▶ [DIRECTIONS FOR THIS TASK] Retype, word for word, each line between the lines holding "box: [55, 230, 72, 299]" and "positive clicks: (56, 90)", inclusive, and leave the rest of the data alone.

▶ [RECORD EXCERPTS]
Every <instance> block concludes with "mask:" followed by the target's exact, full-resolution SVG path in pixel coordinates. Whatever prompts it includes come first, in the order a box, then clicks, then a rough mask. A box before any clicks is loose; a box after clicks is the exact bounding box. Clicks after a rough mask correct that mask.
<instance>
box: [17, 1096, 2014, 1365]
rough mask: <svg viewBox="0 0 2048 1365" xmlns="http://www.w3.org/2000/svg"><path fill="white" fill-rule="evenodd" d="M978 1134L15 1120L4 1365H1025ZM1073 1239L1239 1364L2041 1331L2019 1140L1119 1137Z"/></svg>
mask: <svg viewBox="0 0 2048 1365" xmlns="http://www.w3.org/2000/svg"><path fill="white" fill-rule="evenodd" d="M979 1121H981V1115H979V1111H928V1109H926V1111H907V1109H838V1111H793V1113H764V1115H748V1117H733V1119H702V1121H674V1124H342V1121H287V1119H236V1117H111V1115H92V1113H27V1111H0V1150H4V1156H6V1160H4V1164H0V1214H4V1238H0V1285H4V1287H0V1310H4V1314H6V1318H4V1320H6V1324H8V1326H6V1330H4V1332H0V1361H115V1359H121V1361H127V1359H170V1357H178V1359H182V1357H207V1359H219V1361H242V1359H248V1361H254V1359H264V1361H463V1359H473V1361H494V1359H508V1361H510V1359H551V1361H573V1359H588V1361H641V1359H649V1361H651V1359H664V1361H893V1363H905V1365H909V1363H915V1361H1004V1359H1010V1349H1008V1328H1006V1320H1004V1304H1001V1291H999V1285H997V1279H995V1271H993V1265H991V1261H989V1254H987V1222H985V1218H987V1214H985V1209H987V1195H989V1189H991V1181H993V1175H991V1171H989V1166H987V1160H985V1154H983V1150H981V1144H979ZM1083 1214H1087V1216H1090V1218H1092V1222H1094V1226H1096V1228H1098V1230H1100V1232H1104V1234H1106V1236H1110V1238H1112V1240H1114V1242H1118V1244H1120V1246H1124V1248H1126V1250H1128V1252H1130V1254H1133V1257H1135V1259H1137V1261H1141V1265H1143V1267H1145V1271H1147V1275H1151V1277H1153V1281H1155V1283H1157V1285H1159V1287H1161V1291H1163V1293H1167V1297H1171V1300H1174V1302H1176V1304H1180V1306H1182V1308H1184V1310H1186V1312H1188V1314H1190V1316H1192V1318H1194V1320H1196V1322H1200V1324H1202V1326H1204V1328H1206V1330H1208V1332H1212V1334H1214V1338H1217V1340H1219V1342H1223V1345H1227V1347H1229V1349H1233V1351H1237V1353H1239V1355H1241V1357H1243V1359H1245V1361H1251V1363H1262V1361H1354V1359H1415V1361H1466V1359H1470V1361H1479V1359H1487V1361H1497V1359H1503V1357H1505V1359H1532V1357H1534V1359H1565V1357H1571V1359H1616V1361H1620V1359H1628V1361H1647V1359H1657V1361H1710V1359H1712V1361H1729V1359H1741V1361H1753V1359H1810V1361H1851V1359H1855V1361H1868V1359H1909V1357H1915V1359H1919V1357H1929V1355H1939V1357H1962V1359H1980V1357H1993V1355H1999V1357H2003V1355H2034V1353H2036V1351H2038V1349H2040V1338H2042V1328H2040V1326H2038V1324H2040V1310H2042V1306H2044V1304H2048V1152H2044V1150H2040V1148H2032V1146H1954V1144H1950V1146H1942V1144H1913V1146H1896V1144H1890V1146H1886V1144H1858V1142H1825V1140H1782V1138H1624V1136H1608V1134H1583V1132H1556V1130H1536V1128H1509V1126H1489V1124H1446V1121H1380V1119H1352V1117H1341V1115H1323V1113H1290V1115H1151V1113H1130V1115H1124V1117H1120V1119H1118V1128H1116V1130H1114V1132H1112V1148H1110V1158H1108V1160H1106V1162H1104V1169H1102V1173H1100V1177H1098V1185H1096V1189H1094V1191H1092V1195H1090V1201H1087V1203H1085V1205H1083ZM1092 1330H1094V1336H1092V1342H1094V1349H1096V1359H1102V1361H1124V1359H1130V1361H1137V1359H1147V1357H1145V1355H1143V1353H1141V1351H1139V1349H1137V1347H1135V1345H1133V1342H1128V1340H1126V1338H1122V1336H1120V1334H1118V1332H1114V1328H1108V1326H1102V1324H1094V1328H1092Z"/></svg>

---

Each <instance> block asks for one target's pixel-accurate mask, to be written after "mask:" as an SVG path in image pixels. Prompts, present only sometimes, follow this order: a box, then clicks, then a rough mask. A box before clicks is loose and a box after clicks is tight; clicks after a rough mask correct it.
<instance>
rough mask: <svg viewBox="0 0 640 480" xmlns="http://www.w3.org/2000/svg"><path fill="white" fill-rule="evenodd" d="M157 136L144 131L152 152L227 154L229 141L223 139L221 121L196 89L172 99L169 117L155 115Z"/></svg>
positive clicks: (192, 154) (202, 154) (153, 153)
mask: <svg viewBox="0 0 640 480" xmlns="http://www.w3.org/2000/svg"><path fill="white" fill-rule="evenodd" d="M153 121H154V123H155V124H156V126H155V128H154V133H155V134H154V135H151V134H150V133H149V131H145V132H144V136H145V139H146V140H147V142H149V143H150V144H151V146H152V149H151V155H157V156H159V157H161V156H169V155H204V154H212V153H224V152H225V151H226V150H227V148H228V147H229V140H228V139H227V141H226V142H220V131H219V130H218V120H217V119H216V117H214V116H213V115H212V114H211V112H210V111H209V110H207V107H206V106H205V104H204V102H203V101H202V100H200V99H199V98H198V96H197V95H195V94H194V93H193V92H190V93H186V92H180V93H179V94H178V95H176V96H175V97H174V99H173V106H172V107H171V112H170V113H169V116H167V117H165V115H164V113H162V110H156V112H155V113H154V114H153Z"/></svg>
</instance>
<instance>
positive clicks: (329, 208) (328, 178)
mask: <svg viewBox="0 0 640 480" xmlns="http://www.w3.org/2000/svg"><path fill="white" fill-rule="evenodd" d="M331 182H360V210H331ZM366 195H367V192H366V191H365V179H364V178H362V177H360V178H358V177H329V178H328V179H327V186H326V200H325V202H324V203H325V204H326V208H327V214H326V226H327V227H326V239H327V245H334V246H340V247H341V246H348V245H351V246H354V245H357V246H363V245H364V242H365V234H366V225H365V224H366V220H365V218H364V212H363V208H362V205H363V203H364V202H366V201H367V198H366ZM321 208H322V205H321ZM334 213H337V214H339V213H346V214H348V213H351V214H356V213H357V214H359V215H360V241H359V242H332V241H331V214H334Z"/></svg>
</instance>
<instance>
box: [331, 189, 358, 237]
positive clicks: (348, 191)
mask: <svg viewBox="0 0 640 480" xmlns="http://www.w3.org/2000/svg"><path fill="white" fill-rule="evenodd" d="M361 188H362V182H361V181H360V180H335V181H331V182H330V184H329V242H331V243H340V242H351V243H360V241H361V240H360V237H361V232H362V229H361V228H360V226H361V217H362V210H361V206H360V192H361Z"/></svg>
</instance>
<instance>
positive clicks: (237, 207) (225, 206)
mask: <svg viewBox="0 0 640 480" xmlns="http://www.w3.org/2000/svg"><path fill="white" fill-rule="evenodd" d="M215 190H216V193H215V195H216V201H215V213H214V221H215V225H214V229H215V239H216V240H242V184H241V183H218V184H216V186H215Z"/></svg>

...

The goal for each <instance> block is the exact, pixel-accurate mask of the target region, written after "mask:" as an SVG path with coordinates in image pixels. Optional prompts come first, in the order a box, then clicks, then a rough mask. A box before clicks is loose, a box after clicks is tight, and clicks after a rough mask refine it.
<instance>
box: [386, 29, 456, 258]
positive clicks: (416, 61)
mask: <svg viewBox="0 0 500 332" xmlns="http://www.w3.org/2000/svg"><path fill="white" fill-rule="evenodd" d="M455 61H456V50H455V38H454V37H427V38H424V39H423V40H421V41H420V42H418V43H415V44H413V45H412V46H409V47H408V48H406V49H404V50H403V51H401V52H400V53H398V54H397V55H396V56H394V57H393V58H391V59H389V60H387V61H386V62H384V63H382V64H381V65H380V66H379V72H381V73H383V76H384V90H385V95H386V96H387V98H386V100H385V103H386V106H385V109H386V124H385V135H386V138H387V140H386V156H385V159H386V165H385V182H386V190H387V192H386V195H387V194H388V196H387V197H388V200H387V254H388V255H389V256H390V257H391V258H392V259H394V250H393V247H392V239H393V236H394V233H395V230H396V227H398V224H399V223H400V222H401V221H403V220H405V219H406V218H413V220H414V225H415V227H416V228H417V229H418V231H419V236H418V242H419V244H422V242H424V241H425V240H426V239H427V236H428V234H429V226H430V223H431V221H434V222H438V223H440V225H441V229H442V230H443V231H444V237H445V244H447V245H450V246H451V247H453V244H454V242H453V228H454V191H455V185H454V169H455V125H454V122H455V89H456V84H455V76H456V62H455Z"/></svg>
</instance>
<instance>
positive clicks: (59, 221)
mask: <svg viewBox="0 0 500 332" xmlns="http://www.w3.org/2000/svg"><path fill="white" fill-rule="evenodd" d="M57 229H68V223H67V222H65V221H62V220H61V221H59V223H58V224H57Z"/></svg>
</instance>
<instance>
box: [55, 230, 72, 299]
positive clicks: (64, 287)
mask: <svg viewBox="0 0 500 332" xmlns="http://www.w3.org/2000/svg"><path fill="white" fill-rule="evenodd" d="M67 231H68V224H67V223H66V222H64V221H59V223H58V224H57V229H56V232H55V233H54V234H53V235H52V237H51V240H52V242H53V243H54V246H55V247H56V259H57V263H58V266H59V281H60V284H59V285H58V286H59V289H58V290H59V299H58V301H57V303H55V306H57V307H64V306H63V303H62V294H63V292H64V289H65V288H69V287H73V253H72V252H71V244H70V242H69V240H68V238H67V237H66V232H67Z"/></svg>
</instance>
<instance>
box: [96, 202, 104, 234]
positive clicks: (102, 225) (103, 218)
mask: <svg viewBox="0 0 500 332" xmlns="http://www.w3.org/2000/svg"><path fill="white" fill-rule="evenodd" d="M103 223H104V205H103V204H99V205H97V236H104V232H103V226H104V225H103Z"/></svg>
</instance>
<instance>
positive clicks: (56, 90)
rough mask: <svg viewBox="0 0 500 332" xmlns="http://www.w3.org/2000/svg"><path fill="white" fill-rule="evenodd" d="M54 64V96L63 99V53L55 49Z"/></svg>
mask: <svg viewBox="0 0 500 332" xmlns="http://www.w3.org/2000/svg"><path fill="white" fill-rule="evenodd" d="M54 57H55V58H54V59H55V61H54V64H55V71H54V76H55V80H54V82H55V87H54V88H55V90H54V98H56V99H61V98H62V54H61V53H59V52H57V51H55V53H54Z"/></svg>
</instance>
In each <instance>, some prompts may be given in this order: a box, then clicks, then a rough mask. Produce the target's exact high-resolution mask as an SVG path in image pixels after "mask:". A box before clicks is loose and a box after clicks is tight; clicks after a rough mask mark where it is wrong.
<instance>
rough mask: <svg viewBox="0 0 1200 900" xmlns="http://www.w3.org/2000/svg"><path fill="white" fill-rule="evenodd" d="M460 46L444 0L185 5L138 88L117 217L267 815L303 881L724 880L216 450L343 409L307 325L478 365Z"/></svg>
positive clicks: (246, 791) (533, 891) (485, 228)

▶ [OUTPUT FOR THIS TASK]
box: [55, 230, 72, 299]
positive clicks: (64, 287)
mask: <svg viewBox="0 0 500 332" xmlns="http://www.w3.org/2000/svg"><path fill="white" fill-rule="evenodd" d="M67 231H68V224H67V223H66V222H64V221H59V223H58V224H57V229H56V232H55V233H54V234H53V235H52V237H51V240H52V242H53V243H54V246H55V247H56V259H57V263H58V266H59V281H60V284H59V285H58V286H59V289H58V290H59V299H58V301H57V303H55V306H57V307H64V306H63V303H62V294H63V292H64V289H65V288H69V287H73V253H72V252H71V244H70V242H69V240H68V238H67V237H66V232H67Z"/></svg>
</instance>
<instance>
box: [96, 202, 104, 234]
positive clicks: (102, 225) (103, 218)
mask: <svg viewBox="0 0 500 332" xmlns="http://www.w3.org/2000/svg"><path fill="white" fill-rule="evenodd" d="M103 223H104V205H103V204H99V205H97V236H104V232H103V226H104V225H103Z"/></svg>
</instance>
<instance>
positive clicks: (56, 90)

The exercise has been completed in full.